═══ Passage ═══

Iowa State Cyclones

Iowa State developing, using technology to mitigate spread of COVID-19 in athletics

Face shields created by engineering program used for football team's helmets

A helmet and football sit on the field during media day for Iowa State football at Jack Trice Stadium in Ames on Sunday,
A helmet and football sit on the field during media day for Iowa State football at Jack Trice Stadium in Ames on Sunday, Aug. 10, 2014. (The Gazette)

AMES — Iowa State’s equipment operations staff was searching for face shields for football players to wear on their facemasks to help prevent the spread of COVID-19.

They searched various companies but couldn’t quite find what they were looking for. So they reached out to Iowa State’s nationally-ranked industrial and manufacturing systems engineering program to help them out.

“They came up with a pretty good product in terms of how it fits the helmet and what it can do,” said Mark Coberley, Iowa State’s associate athletics director for sports medicine, in an interview with Cyclones.tv.

═══ Provided records ═══

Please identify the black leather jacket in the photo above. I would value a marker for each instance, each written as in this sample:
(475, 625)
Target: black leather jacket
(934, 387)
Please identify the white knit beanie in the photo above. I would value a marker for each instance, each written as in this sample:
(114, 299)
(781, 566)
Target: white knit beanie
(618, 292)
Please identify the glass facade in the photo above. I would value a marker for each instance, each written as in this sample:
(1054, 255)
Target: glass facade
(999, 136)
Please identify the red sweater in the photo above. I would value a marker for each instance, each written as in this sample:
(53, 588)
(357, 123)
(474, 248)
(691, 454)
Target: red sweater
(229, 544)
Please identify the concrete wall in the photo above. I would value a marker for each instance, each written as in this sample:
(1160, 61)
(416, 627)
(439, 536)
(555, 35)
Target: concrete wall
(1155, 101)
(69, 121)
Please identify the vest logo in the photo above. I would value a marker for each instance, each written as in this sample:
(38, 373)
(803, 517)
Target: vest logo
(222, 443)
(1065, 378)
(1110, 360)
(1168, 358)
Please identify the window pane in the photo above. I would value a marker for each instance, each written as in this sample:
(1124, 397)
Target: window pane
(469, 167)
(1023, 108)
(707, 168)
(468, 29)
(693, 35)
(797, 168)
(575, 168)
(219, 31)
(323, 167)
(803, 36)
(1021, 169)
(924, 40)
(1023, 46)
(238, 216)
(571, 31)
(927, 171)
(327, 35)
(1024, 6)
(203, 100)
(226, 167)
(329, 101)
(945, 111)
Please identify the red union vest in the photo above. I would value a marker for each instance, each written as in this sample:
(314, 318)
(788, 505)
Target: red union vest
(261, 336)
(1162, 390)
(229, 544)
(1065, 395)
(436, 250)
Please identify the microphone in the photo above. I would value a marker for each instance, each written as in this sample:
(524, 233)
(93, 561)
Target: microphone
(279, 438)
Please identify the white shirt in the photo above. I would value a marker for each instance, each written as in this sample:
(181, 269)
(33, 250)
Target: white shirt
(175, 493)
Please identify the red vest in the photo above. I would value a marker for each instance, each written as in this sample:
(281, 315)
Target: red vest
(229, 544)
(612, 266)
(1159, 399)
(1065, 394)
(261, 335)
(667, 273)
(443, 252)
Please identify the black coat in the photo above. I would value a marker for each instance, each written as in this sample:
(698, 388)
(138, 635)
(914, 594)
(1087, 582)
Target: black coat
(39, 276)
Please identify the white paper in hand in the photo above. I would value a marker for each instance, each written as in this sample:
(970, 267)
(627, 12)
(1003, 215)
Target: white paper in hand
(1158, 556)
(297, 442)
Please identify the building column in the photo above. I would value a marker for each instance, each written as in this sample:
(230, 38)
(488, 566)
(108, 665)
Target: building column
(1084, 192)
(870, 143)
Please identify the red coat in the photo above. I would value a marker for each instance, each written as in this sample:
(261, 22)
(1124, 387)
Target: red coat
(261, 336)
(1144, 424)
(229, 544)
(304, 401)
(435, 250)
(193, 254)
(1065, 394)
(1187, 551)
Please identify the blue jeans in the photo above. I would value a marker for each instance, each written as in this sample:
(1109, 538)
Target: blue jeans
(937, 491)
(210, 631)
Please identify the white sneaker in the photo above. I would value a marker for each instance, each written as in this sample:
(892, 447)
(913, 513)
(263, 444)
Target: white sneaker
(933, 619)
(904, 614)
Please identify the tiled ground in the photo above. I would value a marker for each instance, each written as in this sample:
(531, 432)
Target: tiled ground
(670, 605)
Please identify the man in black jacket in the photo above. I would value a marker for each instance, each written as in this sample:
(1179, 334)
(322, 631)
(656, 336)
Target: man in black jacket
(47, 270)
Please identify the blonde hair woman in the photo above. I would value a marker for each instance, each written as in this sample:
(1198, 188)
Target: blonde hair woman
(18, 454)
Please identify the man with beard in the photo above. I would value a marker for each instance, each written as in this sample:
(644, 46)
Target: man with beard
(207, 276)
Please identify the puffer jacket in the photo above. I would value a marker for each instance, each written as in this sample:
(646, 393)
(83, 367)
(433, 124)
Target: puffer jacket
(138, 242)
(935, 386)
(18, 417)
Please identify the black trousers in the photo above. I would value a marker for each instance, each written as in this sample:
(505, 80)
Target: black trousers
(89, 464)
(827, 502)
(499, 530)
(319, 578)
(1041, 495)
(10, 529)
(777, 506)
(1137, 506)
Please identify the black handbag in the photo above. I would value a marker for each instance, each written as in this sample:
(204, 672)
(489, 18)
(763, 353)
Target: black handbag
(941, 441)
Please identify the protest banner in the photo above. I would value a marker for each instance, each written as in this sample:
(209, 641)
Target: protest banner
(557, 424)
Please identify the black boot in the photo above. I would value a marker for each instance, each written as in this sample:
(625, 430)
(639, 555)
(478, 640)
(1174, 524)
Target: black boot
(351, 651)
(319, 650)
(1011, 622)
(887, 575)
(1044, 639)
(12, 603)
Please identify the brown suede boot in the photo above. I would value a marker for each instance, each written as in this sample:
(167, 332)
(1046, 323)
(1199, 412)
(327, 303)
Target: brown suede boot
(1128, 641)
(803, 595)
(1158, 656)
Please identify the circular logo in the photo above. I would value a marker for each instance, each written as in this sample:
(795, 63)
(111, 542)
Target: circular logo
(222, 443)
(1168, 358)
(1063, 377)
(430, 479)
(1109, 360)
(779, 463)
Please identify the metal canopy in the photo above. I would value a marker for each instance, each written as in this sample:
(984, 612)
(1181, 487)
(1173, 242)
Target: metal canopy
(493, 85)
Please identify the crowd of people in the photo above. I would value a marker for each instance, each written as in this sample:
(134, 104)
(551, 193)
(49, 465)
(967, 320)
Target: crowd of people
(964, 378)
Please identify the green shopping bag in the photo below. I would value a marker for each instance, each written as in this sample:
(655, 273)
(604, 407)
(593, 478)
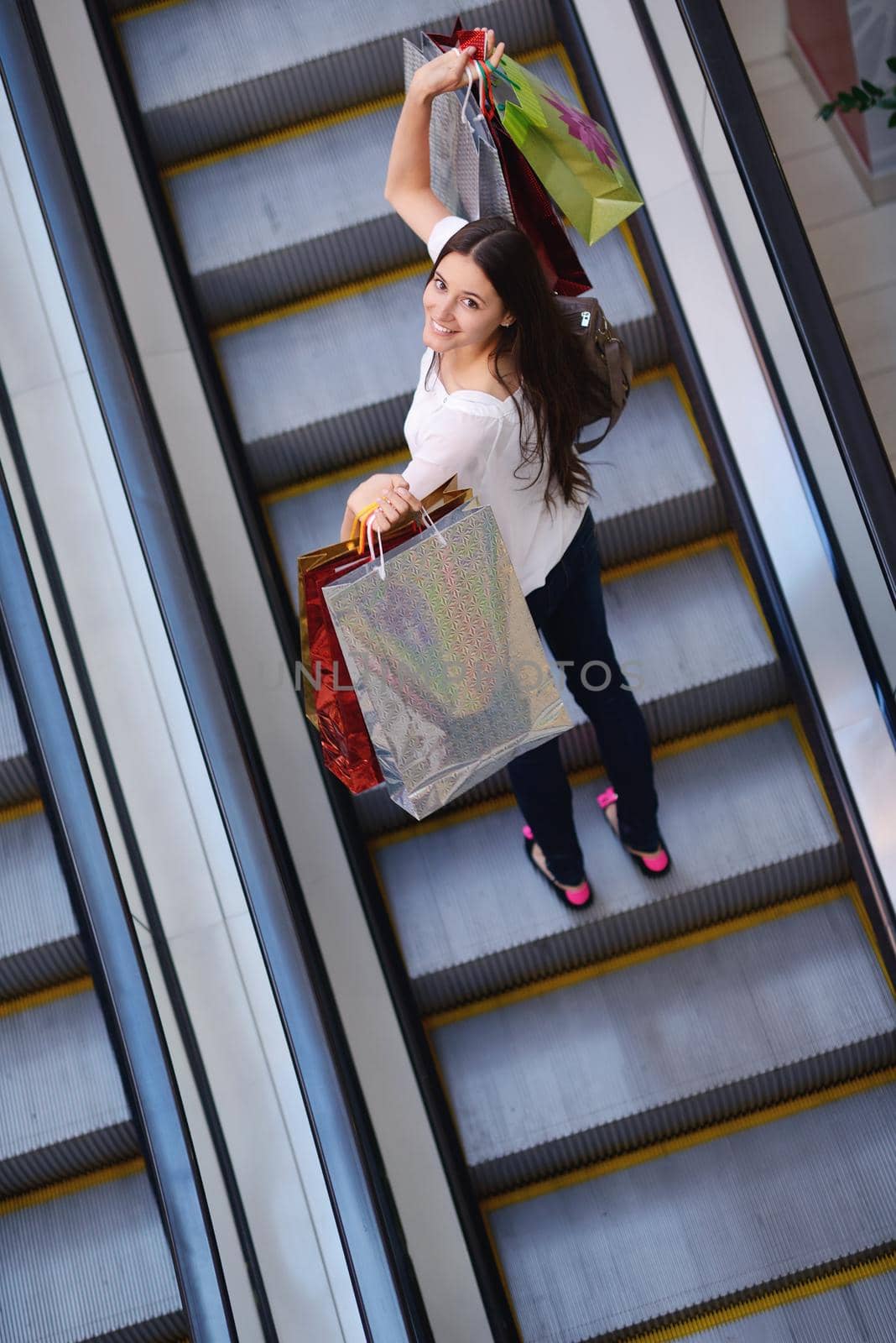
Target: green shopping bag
(570, 154)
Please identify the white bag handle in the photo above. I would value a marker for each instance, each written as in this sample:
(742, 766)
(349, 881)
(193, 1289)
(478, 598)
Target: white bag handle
(381, 566)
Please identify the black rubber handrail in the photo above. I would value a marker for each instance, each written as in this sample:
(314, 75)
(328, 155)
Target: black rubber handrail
(378, 1259)
(738, 504)
(100, 901)
(801, 284)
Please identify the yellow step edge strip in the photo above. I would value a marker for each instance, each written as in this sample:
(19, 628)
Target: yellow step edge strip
(638, 957)
(320, 300)
(394, 457)
(137, 11)
(869, 933)
(40, 997)
(74, 1185)
(326, 120)
(19, 810)
(770, 1299)
(681, 1142)
(688, 742)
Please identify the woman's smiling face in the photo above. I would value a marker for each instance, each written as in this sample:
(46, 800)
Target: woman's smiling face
(461, 306)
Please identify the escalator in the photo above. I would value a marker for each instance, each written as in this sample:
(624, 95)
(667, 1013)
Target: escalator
(675, 1108)
(83, 1252)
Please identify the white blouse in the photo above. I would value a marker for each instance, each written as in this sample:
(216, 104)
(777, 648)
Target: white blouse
(477, 436)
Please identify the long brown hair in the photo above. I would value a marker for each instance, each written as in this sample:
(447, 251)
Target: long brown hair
(546, 353)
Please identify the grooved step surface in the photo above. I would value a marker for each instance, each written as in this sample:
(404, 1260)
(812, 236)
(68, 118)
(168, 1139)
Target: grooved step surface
(681, 1040)
(39, 940)
(333, 383)
(758, 1206)
(270, 226)
(656, 489)
(62, 1105)
(743, 821)
(90, 1264)
(214, 73)
(859, 1313)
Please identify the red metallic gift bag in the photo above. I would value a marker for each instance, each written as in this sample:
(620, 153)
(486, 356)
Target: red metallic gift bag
(533, 208)
(331, 702)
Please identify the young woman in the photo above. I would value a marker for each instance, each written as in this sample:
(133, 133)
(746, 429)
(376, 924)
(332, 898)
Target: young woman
(497, 406)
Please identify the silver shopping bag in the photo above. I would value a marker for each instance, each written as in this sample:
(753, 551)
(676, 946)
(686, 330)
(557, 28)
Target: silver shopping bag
(466, 172)
(445, 660)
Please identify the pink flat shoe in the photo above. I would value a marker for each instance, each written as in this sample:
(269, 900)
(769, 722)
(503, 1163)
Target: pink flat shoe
(652, 865)
(577, 897)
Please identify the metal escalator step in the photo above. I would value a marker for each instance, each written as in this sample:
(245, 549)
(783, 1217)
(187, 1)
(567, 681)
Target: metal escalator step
(16, 776)
(746, 828)
(331, 383)
(271, 226)
(39, 939)
(857, 1313)
(656, 488)
(90, 1264)
(691, 642)
(676, 1043)
(62, 1105)
(214, 73)
(715, 1222)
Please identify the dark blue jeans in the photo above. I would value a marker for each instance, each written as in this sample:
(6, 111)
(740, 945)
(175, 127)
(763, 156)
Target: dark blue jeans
(569, 610)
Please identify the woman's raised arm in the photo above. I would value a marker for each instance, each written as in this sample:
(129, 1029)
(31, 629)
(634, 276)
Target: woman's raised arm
(408, 188)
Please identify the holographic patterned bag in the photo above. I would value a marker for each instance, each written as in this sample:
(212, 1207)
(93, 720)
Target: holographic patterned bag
(445, 660)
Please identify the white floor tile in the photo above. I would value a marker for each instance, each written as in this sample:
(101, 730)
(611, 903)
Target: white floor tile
(869, 326)
(857, 255)
(826, 187)
(758, 27)
(772, 73)
(790, 116)
(880, 391)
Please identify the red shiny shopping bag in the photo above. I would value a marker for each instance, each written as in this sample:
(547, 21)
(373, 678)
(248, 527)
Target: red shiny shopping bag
(533, 208)
(331, 702)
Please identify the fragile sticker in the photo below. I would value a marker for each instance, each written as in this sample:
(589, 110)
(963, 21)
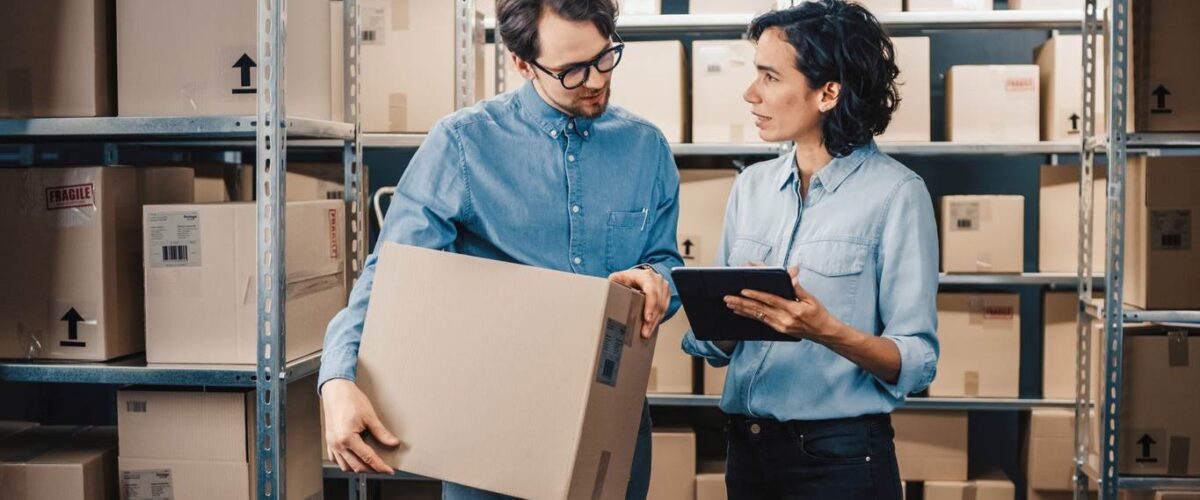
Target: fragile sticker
(174, 239)
(147, 485)
(610, 353)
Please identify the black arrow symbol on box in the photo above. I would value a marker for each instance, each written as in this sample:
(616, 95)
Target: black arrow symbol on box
(245, 64)
(72, 318)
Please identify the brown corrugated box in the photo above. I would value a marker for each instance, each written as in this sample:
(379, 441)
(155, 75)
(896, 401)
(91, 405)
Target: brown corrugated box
(911, 121)
(720, 73)
(673, 465)
(659, 66)
(201, 282)
(931, 445)
(181, 58)
(202, 443)
(58, 59)
(993, 103)
(81, 282)
(505, 357)
(981, 345)
(982, 233)
(1162, 259)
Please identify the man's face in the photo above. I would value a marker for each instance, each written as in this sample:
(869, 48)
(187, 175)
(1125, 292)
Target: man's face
(565, 43)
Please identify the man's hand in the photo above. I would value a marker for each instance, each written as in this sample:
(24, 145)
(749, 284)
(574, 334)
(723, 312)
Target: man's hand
(348, 413)
(657, 290)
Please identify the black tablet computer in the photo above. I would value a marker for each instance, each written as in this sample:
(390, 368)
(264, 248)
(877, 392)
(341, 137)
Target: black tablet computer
(702, 291)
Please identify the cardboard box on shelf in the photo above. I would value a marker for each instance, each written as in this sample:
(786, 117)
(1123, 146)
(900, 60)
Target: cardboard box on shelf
(993, 103)
(201, 287)
(973, 489)
(202, 443)
(911, 121)
(931, 445)
(81, 283)
(180, 58)
(981, 341)
(1059, 218)
(1162, 261)
(581, 439)
(673, 465)
(58, 59)
(659, 66)
(947, 5)
(59, 463)
(720, 73)
(983, 233)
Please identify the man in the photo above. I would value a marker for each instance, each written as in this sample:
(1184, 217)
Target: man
(547, 175)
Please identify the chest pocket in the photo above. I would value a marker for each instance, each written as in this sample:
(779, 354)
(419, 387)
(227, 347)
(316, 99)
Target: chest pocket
(831, 271)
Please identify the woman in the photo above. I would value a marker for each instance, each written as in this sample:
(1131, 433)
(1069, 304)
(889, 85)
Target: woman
(810, 420)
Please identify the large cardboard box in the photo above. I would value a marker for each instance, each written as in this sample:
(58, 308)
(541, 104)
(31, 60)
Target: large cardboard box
(58, 59)
(996, 103)
(79, 294)
(1162, 260)
(659, 66)
(983, 233)
(202, 443)
(406, 90)
(59, 463)
(931, 445)
(911, 121)
(973, 489)
(1059, 218)
(575, 354)
(202, 288)
(673, 465)
(183, 58)
(720, 73)
(981, 342)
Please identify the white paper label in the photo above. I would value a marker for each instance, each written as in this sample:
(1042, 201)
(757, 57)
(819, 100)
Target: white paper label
(147, 485)
(174, 239)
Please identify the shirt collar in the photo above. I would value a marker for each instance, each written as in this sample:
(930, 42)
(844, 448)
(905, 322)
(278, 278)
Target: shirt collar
(551, 121)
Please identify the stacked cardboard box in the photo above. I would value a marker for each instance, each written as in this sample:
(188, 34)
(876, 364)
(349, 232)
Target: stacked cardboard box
(81, 284)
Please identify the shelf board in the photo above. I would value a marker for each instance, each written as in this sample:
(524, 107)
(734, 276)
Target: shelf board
(133, 369)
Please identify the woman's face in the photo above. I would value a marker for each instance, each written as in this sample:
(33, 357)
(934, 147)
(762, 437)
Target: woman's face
(785, 107)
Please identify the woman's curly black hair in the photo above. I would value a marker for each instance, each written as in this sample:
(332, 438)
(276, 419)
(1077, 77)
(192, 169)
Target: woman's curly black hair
(839, 41)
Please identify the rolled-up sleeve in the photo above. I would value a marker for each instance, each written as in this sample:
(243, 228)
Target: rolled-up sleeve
(431, 199)
(907, 273)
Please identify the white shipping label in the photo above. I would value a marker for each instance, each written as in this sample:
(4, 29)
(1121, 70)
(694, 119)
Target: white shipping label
(964, 216)
(1170, 229)
(147, 485)
(174, 239)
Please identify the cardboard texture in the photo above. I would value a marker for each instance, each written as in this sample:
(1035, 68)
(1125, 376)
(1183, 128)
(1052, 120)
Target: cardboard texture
(931, 445)
(1162, 261)
(81, 282)
(202, 290)
(505, 357)
(720, 73)
(202, 443)
(58, 59)
(411, 96)
(982, 233)
(1059, 218)
(659, 66)
(911, 121)
(975, 489)
(181, 58)
(981, 342)
(996, 103)
(673, 465)
(59, 463)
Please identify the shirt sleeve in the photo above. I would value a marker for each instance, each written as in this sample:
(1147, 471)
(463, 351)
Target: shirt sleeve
(431, 199)
(907, 273)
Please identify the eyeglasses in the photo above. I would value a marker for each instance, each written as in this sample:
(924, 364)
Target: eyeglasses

═══

→ **Requirement**
Please rewrite the article starting with "AMES — Iowa" and going on through "spread of COVID-19.", replacing "face shields" with "visors". The rows are separate material from the article.

→ **Reply**
AMES — Iowa State’s equipment operations staff was searching for visors for football players to wear on their facemasks to help prevent the spread of COVID-19.